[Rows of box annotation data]
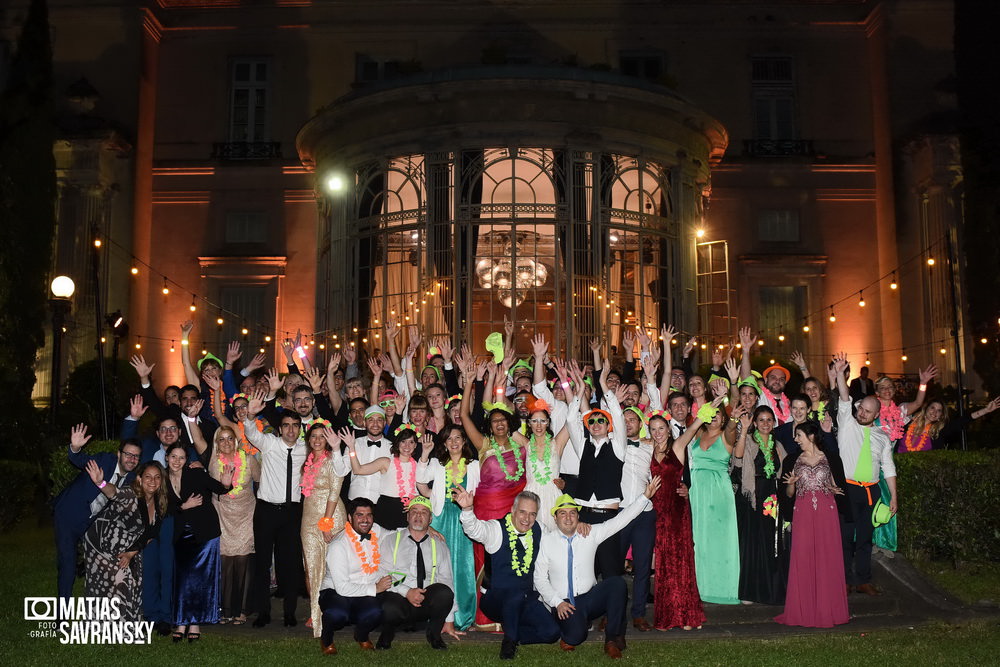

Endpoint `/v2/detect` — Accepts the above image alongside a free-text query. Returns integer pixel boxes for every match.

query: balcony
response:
[743,139,814,157]
[212,141,281,160]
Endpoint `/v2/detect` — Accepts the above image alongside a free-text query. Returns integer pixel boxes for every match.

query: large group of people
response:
[55,322,1000,658]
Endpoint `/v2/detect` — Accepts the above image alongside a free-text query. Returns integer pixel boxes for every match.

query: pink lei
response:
[299,450,326,498]
[392,456,417,507]
[878,401,903,441]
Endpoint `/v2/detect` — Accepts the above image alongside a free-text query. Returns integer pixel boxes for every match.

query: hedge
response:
[0,459,39,532]
[895,450,1000,565]
[49,440,121,498]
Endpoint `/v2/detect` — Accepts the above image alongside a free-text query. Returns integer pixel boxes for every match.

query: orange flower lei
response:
[344,523,382,574]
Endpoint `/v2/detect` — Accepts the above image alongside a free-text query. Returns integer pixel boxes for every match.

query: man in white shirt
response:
[319,498,392,655]
[534,477,660,658]
[621,407,656,632]
[833,354,898,595]
[243,395,306,628]
[455,486,559,660]
[348,405,392,503]
[375,496,464,650]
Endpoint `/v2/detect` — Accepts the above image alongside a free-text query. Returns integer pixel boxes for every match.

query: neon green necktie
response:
[854,426,872,482]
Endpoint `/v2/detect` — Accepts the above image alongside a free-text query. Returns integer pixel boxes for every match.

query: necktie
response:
[854,426,872,482]
[566,535,576,605]
[90,472,121,516]
[410,535,427,588]
[285,447,292,503]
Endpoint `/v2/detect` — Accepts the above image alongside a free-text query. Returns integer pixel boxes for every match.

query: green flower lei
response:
[528,433,552,486]
[744,431,774,479]
[444,459,466,494]
[504,514,535,577]
[490,438,524,482]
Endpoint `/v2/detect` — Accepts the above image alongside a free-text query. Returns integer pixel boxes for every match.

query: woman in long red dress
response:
[774,421,848,628]
[648,414,705,630]
[462,373,527,631]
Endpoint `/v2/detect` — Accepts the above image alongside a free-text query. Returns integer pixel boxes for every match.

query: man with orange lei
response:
[319,498,392,655]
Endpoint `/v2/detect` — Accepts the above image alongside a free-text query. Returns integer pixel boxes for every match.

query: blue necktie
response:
[566,535,576,605]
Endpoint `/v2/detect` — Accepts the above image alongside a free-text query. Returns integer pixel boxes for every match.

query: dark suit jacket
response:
[167,468,232,544]
[54,446,135,530]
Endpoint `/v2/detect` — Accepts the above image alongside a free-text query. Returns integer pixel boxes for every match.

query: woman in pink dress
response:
[774,421,851,628]
[462,374,527,631]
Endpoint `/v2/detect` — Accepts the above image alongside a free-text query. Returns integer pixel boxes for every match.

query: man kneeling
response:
[534,477,660,658]
[375,496,465,650]
[319,498,392,655]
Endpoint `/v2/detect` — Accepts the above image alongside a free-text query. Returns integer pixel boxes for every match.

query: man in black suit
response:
[54,424,142,598]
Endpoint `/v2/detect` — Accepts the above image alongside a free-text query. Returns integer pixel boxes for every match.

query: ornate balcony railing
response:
[212,141,281,160]
[743,139,813,157]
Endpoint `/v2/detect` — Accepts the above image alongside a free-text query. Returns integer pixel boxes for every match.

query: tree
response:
[0,0,56,458]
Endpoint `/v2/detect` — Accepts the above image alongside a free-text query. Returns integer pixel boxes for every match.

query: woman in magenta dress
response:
[649,414,705,630]
[462,377,527,631]
[774,421,851,628]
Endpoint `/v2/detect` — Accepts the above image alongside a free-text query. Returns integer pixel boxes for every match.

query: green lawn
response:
[0,526,1000,667]
[913,561,1000,606]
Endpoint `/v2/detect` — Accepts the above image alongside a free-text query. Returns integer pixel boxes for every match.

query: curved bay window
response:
[296,68,727,356]
[345,148,680,353]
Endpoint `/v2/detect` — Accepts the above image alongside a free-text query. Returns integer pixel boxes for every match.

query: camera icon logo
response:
[24,598,58,621]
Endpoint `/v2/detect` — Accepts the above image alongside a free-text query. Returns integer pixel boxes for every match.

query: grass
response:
[913,560,1000,606]
[0,525,1000,667]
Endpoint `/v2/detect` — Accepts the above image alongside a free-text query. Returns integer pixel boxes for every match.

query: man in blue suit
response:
[55,424,142,597]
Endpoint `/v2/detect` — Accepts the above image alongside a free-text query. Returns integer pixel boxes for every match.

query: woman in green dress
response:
[417,424,479,630]
[667,399,743,604]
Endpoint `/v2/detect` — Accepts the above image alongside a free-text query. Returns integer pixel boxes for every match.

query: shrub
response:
[49,440,121,498]
[0,459,39,532]
[895,450,1000,564]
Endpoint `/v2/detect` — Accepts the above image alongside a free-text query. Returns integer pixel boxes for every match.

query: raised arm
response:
[181,320,201,387]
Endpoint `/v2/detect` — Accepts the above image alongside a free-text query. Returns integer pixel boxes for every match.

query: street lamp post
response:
[49,276,76,424]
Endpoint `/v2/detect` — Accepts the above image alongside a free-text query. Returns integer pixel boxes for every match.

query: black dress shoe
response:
[500,637,517,660]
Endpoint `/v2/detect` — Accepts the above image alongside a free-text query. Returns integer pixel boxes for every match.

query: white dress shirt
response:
[347,435,395,503]
[417,459,479,516]
[320,524,392,598]
[621,440,653,509]
[837,400,896,482]
[243,419,308,505]
[535,496,652,607]
[384,528,458,622]
[563,393,626,507]
[460,508,546,554]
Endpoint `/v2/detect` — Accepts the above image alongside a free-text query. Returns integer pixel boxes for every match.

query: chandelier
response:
[476,234,549,308]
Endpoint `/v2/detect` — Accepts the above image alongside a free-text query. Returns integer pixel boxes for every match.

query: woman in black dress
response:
[167,443,234,642]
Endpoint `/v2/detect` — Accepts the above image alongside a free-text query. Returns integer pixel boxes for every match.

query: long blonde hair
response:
[131,461,167,517]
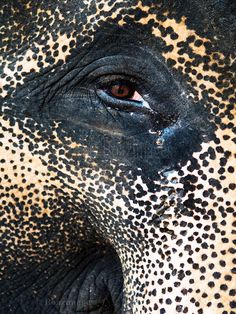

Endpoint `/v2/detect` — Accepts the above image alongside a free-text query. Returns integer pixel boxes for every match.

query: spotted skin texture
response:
[0,0,236,314]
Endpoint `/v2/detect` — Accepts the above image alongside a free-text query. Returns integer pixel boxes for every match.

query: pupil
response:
[111,84,134,98]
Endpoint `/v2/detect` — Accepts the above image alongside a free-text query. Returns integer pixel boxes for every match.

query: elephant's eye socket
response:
[102,81,144,103]
[107,83,135,99]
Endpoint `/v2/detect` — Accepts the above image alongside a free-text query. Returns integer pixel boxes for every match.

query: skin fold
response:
[0,0,236,314]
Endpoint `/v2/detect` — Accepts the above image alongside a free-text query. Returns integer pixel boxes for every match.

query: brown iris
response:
[108,83,135,99]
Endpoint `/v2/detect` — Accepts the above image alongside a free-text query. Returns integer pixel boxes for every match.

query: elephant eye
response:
[97,80,151,112]
[106,82,142,101]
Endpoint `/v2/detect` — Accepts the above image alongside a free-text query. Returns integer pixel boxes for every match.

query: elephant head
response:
[0,0,236,314]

(Given request):
Copy every entry word for word, but omit the pictures.

(Solution):
Endpoint `/v2/detect` — Accepts the above image alongside a free-text query. Returns integer pixel boxes for every match.

query: balcony
response:
[743,139,814,157]
[212,141,281,160]
Endpoint `/v2/detect` — Accepts the above image alongside a free-text query. Returns integer pixel boxes for every match.

query: large group of people
response:
[55,322,1000,658]
Endpoint `/v2/detect` — Accepts the above image alongside a free-text query. Returns integer pixel boxes for every match.

query: pink lei
response:
[299,450,326,498]
[392,456,417,507]
[878,401,903,441]
Endpoint `/v2/detect` — Accepts the above image alongside a free-text query. Returns integer pixel boxes for every match.

query: hedge
response:
[0,459,39,532]
[895,450,1000,565]
[49,440,121,498]
Endpoint `/v2/detect` — Accepts the above image alongside a free-text query. Returns integer pixel boxes for every match.

query: orange flower lei
response:
[344,523,382,574]
Endpoint `/v2/detect` — Accepts the above image alongside a free-text query. Returns integer pixel boxes for every match.

query: man in white shirt
response:
[319,498,392,655]
[534,477,660,658]
[621,407,656,632]
[833,354,898,595]
[243,395,306,628]
[455,486,559,660]
[348,405,392,503]
[375,496,464,650]
Endpoint `/v2/detect` — Accepts the above image alongside a free-text query. Returns integer pixel boxes for every match.

query: neon green necktie
response:
[854,426,872,482]
Endpoint `/v2/detect` — Accepts the above image alongside a free-text query. Returns integer pixel boxes for every match.

query: necktie
response:
[854,426,872,482]
[566,535,576,605]
[90,472,121,516]
[410,535,427,588]
[285,447,292,503]
Endpoint `/v2/detect` — Accepts the above image alongside a free-text query. Returns integer pixel boxes for every match.

query: green flower lei
response:
[528,433,552,486]
[744,431,774,479]
[444,459,466,494]
[504,514,535,577]
[490,438,524,482]
Endpoint `/v2/detect` — Accepts the above image alongside a free-text query. Returns integer pixel boxes for every match.

query: woman in long red dress
response:
[774,421,848,628]
[648,414,705,630]
[462,373,527,631]
Endpoint `/v2/detect` — Accepts the above image alongside a free-text query. Returns integer pixel boxes for every match.

query: man with orange lei
response:
[319,498,392,655]
Endpoint `/v2/detect` — Accepts the above image alongside a free-text query. Returns integer pixel boxes for every match.

query: blue necktie
response:
[566,535,576,605]
Endpoint `/v2/detect` — Accepts the above image alongside a free-text query. Returns integer pixel boxes for every match.

query: dark suit jacket
response:
[167,468,232,544]
[54,446,135,530]
Endpoint `/v2/detect` — Accepts the above image alongside a free-text query. Returns integer pixel boxes for every match.

query: woman in pink dress
response:
[774,421,851,628]
[462,374,527,631]
Endpoint `/v2/detect` — Accepts the above image alongside a free-text query. Returns integer pixel boxes for every match.

query: man kneeling
response:
[534,477,660,658]
[375,496,465,650]
[319,498,392,655]
Endpoint `/v2/detect` — Accepts the above image alongside a free-text query. Returns integer pixel boxes for every match.

query: man in black suit
response:
[54,424,142,598]
Endpoint `/v2/detect` — Accepts the above image alongside a free-text query. Returns integer pixel boxes for every match.

query: ornate balcony railing
response:
[212,141,281,160]
[743,139,813,157]
Endpoint `/v2/detect` — Accepts the above image alongside a free-text query. Returns integer pixel boxes for every match.

query: tree
response:
[0,0,56,458]
Endpoint `/v2/detect` — Accepts the above image alongside a free-text query. Returns integer pixel boxes for every match.

query: woman in magenta dress
response:
[649,414,705,630]
[462,377,527,631]
[774,421,851,628]
Endpoint `/v2/detect` — Accepts the above image alongside a free-text query. Returns integer pixel boxes for every match.

query: green lawn
response:
[0,526,1000,667]
[913,561,1000,606]
Endpoint `/v2/detect` — Accepts the above image alongside a free-text query. Returns integer pixel boxes for every match.

query: curved bay window
response:
[296,68,727,356]
[345,148,680,353]
Endpoint `/v2/detect` — Accepts the above image alongside a free-text query. Returns integer pixel boxes for every match.

query: camera icon logo
response:
[24,598,58,621]
Endpoint `/v2/detect` — Accepts the above image alongside a free-text query. Returns integer pixel boxes for every match.

query: grass
response:
[913,560,1000,606]
[0,525,1000,667]
Endpoint `/v2/detect` — Accepts the above image alongside a free-text query. Returns integer pixel boxes for every match.

query: man in blue suit
response:
[55,424,142,597]
Endpoint `/v2/detect` — Accepts the above image alongside a free-text query. Returns integer pixel boxes for every match.

query: woman in green dress
response:
[417,424,479,630]
[667,399,743,604]
Endpoint `/v2/detect` — Accepts the above image alongside a free-text query. Returns integer pixel boxes for every match.

query: shrub
response:
[49,440,121,498]
[0,459,39,532]
[895,450,1000,564]
Endpoint `/v2/detect` — Accepts the above image alongside a free-text query. Returns integer pixel boxes for every match.

query: raised arm
response:
[181,320,201,387]
Endpoint `/v2/detect` — Accepts the above image alongside a free-text query. Returns integer pixel boxes for every match.

query: street lamp post
response:
[49,276,76,424]
Endpoint `/v2/detect` — Accepts the above image alongside a free-text query. Returns integer pixel boxes for every match.

query: black dress shoe
response:
[500,637,517,660]
Endpoint `/v2/detect` — Accepts the above image alongside a free-text query. Returns integer pixel boxes for every match.

query: white dress shirt
response:
[347,435,395,503]
[417,459,479,516]
[320,524,392,598]
[621,440,653,509]
[837,400,896,482]
[243,419,308,505]
[535,496,652,607]
[384,528,458,622]
[563,393,626,507]
[460,508,546,554]
Endpoint `/v2/detect` — Accepts the above image alongside a free-text query. Returns integer pixel boxes for every match.

query: chandelier
response:
[476,234,549,308]
Endpoint `/v2/detect` — Accepts the above image alongside a free-text query. Returns integer pixel boxes for every match.

query: woman in black dress
response:
[167,443,234,642]
Endpoint `/v2/detect` — Accepts the above image alongside a free-text query. Returns integer pixel boxes for every match.

query: long blonde hair
response:
[131,461,167,517]

Endpoint `/v2/detect` — Accepts the above image alongside a free-text query. Returns integer pixel boxes for every match.

query: spotted skin texture
response:
[0,0,236,314]
Endpoint `/v2/detect` — Accepts the above image alongside a free-text query. Returns integer pixel boxes for every match.

query: pupil
response:
[111,84,134,98]
Endpoint `/v2/detect` — Accepts the above image alongside a free-text query. Returns integer pixel boxes for every match.

query: elephant's eye socket
response:
[102,81,144,103]
[107,83,135,99]
Endpoint `/v2/detect` — Accepts the above image alongside a free-text query. Returns integer pixel boxes for every match.

query: skin fold
response:
[0,0,236,314]
Endpoint `/v2/detect` — Accepts the above image alongside a free-text query. Returns integer pixel boxes for every match.

query: brown iris
response:
[108,83,135,99]
Endpoint `/v2/detect` — Accepts the above image alongside a free-text query. Returns integer pixel boxes for every match.

query: elephant eye
response:
[97,80,151,112]
[106,82,142,101]
Endpoint `/v2/detect` — Accepts the above image alongside a free-text query. Returns integer pixel boxes for every match.

query: elephant head
response:
[0,0,236,314]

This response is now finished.